(Given instruction): Can you copy the stretch of the data below from the line containing "Where can you see the flat-roofed" through the line containing "<point>263,432</point>", both included, reproducing every line without change?

Raw records:
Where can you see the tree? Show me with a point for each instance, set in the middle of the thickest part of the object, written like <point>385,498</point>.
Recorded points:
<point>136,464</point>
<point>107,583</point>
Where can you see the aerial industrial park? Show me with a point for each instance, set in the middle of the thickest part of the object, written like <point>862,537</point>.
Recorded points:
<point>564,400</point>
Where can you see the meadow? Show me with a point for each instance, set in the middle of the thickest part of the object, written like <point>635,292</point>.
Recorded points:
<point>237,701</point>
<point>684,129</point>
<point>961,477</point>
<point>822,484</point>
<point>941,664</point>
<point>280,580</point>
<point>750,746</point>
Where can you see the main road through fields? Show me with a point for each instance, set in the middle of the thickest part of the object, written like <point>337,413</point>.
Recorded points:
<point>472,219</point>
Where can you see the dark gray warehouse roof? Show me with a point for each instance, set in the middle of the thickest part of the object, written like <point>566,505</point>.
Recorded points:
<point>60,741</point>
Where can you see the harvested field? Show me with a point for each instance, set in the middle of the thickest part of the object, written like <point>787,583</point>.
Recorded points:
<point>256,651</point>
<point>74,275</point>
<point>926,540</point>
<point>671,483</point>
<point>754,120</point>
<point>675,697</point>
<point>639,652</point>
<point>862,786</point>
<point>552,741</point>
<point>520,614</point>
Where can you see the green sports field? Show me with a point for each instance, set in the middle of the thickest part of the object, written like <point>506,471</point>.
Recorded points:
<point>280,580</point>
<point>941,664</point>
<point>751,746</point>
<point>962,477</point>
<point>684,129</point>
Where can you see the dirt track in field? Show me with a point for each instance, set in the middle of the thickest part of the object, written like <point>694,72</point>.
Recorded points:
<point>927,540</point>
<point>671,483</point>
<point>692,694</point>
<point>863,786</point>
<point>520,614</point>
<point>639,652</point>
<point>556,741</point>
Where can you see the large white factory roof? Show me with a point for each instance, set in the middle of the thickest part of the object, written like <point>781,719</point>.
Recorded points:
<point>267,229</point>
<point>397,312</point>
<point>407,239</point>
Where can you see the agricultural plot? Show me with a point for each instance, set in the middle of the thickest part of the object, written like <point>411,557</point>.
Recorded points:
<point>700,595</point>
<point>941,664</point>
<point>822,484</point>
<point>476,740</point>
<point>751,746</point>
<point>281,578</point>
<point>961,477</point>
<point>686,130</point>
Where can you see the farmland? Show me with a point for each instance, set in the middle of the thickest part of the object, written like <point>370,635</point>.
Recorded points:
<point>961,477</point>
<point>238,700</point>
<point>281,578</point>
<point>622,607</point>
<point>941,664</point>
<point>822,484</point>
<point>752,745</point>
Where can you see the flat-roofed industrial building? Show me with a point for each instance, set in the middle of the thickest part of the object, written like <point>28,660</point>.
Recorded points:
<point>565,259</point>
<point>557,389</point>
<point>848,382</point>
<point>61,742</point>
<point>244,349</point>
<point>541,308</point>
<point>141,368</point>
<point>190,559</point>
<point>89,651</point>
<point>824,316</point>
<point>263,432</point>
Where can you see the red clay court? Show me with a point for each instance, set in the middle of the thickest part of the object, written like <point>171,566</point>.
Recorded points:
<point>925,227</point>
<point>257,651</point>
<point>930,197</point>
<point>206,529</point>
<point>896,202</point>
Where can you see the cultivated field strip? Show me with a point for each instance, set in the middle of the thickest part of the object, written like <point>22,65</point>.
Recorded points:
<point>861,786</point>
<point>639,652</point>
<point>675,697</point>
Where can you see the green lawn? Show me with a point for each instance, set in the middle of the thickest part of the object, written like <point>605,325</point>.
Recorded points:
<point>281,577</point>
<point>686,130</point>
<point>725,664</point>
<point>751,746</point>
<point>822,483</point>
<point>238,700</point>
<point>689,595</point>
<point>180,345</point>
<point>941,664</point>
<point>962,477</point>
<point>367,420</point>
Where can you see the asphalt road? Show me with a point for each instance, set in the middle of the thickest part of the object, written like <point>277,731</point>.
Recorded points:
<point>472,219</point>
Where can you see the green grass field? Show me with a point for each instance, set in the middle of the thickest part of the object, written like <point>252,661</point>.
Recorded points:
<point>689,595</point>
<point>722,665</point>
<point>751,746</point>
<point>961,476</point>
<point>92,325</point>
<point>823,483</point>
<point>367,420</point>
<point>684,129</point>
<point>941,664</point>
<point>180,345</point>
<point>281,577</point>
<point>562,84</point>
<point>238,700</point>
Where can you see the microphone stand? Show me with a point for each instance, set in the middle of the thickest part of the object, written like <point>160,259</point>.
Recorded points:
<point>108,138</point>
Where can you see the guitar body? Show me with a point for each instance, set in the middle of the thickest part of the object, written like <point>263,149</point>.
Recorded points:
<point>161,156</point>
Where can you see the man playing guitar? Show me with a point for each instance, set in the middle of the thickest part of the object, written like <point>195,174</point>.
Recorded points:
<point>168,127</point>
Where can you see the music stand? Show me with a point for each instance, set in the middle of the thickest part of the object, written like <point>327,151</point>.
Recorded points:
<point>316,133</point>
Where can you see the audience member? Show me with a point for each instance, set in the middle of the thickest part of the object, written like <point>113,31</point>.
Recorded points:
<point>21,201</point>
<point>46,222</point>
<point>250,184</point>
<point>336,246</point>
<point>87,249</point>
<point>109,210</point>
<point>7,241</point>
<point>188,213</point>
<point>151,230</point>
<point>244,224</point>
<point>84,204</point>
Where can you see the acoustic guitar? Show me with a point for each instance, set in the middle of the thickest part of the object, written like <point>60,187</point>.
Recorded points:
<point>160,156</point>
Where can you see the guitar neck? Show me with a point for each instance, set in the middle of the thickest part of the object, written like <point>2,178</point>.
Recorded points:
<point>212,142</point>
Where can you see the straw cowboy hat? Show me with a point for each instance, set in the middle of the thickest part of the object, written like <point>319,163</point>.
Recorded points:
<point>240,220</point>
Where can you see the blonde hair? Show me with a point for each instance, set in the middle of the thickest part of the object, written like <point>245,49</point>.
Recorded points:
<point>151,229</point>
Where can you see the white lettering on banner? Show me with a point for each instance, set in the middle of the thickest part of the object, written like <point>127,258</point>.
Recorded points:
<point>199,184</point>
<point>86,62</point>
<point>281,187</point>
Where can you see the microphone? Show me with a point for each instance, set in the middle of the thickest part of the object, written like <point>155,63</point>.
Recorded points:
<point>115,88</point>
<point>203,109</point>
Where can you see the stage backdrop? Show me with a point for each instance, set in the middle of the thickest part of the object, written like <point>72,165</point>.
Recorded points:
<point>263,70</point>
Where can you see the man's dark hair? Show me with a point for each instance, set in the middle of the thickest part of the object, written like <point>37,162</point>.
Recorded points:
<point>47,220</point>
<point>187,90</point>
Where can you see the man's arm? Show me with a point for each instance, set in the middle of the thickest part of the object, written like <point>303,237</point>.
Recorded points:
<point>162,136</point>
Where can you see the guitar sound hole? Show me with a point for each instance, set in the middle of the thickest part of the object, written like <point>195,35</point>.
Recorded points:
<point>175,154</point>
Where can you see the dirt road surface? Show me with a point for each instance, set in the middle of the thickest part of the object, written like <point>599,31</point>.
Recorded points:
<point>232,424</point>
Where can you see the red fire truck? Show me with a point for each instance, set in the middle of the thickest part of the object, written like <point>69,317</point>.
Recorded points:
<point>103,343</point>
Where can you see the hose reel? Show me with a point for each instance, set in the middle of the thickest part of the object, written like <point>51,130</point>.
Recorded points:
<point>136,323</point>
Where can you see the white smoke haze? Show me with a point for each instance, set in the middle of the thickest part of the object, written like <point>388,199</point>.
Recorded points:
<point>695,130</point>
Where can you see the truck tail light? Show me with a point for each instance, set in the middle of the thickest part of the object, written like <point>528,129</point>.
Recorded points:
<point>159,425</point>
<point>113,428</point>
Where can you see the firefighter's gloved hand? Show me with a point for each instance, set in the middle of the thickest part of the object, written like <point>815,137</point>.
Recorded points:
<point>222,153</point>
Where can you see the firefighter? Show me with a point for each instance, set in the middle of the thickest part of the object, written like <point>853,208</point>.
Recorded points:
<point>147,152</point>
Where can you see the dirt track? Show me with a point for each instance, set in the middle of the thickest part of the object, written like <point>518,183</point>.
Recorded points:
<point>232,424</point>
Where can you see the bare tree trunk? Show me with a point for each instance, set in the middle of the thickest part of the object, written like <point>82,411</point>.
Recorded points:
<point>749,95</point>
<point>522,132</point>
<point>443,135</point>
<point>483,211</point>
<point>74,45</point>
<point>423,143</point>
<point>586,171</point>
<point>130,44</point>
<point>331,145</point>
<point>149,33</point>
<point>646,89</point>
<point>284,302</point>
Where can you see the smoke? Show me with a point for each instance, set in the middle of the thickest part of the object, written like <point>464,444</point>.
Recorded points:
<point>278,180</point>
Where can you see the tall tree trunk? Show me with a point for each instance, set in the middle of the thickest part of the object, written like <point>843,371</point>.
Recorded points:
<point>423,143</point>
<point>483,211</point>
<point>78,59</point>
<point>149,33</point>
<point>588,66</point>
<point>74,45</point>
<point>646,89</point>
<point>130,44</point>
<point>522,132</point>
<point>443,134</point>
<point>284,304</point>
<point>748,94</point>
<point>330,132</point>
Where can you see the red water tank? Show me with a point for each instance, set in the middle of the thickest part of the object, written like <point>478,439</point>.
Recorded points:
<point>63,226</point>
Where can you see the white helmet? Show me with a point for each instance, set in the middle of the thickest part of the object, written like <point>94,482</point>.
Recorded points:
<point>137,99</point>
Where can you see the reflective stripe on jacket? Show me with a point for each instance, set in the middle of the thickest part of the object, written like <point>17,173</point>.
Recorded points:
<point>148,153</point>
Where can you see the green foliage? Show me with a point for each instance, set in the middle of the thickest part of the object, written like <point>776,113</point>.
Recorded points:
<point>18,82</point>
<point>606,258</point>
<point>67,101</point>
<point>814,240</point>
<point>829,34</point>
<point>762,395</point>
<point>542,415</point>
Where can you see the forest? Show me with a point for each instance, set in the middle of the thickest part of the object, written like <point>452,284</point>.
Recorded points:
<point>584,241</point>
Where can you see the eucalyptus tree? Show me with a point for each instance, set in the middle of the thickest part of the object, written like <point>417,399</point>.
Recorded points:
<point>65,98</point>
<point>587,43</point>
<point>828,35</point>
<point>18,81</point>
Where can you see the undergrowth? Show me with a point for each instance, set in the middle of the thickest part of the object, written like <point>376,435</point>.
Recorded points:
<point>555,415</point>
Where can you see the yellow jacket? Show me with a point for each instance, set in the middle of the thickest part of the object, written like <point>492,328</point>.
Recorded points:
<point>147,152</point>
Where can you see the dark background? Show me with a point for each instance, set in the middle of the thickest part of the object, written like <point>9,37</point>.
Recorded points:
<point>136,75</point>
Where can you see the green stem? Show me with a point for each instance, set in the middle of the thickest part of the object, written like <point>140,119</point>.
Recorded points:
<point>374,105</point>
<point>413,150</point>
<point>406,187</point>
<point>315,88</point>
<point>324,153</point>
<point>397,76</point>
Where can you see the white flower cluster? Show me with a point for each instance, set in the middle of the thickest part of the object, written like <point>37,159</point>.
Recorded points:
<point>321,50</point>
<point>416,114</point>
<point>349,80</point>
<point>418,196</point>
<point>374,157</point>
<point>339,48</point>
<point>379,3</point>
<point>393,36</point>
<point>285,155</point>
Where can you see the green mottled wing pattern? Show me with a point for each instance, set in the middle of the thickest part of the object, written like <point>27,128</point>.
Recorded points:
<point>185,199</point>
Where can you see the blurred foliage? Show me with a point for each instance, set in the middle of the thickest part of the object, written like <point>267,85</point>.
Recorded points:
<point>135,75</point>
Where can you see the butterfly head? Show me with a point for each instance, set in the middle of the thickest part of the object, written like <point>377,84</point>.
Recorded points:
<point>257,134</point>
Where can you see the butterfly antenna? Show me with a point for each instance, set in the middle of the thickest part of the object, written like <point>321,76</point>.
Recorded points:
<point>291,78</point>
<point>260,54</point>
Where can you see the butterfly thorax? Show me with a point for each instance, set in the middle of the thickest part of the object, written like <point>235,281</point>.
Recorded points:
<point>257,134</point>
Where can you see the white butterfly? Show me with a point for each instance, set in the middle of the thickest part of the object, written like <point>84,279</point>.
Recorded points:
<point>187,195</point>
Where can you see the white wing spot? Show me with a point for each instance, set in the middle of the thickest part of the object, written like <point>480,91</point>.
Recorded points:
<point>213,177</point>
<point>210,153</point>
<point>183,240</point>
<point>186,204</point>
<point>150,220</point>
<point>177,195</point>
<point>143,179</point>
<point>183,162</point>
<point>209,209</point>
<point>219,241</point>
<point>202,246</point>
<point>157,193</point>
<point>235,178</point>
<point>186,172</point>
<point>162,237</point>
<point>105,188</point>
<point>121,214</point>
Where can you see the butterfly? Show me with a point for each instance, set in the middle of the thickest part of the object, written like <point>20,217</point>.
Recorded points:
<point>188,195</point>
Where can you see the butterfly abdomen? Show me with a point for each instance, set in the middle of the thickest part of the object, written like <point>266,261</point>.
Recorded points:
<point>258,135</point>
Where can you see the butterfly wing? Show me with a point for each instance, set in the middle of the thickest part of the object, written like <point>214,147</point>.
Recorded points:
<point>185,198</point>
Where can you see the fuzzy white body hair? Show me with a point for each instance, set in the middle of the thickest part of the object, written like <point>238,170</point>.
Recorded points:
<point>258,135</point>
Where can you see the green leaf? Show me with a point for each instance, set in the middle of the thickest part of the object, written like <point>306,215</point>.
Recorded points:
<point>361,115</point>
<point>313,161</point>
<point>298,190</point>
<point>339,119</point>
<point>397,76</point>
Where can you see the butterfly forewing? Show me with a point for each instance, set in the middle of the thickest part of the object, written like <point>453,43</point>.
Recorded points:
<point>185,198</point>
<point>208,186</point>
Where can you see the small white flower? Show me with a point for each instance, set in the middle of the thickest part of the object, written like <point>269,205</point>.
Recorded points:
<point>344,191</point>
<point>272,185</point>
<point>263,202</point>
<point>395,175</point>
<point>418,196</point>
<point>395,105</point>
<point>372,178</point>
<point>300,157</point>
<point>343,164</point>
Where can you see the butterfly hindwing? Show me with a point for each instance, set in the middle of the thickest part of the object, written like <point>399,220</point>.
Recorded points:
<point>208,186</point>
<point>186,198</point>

(Solution to this task):
Where can you see the flat-roofed industrial building? Show me with a point for each instance, set in the middle of the thickest part of the object, written like <point>28,660</point>.
Recorded points:
<point>565,259</point>
<point>557,389</point>
<point>848,382</point>
<point>61,742</point>
<point>244,349</point>
<point>541,308</point>
<point>141,368</point>
<point>190,559</point>
<point>89,651</point>
<point>824,316</point>
<point>263,432</point>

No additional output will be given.